Objective
Copy every one of the following entries word for word.

Available data
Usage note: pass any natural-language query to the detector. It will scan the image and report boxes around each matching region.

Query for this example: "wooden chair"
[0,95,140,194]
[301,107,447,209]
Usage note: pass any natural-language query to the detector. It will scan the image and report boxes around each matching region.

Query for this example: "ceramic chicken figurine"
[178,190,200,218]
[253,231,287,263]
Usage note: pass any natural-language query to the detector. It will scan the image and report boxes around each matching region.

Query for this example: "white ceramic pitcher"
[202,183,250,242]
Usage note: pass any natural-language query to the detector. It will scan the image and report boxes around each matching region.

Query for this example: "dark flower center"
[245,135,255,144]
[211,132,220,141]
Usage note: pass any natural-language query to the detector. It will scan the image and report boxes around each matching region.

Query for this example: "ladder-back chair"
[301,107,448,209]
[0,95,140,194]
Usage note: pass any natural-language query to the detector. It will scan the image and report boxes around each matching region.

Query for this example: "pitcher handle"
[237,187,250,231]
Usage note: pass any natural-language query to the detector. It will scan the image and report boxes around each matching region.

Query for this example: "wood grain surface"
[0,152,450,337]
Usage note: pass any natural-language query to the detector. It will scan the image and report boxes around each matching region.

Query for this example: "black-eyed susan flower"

Reply
Usage note: pass any natural-language query to the detector. It will scan the image and report boxes around each matching region.

Query for this example: "wooden chair"
[0,95,140,194]
[301,107,447,209]
Usage note: pass any natural-language query to the detector. It will scan the image and report boxes around each matching region.

Query for this example: "ceramic chicken figurine"
[178,190,200,218]
[253,231,287,263]
Usage note: pass any natural-language query to the detector. It will scan the image and report boxes around each matching region.

Query for this example: "white ceramic pitcher"
[202,183,250,242]
Usage note: pass any natural-language query to the detector. It will scan the image and report boxes around each matching region.

Query for this example: "dark flower center"
[245,135,255,144]
[211,132,220,141]
Usage note: pass any natural-language query to the detector. It will scan the image and report boxes around each matching region.

Query for this example: "ladder-back chair"
[301,107,448,209]
[0,95,140,194]
Usage note: pass any natural-language query to the detector. It will scan the image and report boxes around each matching region.

Query for this example: "pitcher handle"
[237,187,250,231]
Usage note: pass any natural-language query to the detector. It will scan the image and report boxes around each matching region.

Query for this example: "wood grain surface"
[0,152,450,337]
Usage note: pass any natural-language query to the detector. It will scan the image and report boxes around each matching region.

Query for this example: "black-eyed susan flower"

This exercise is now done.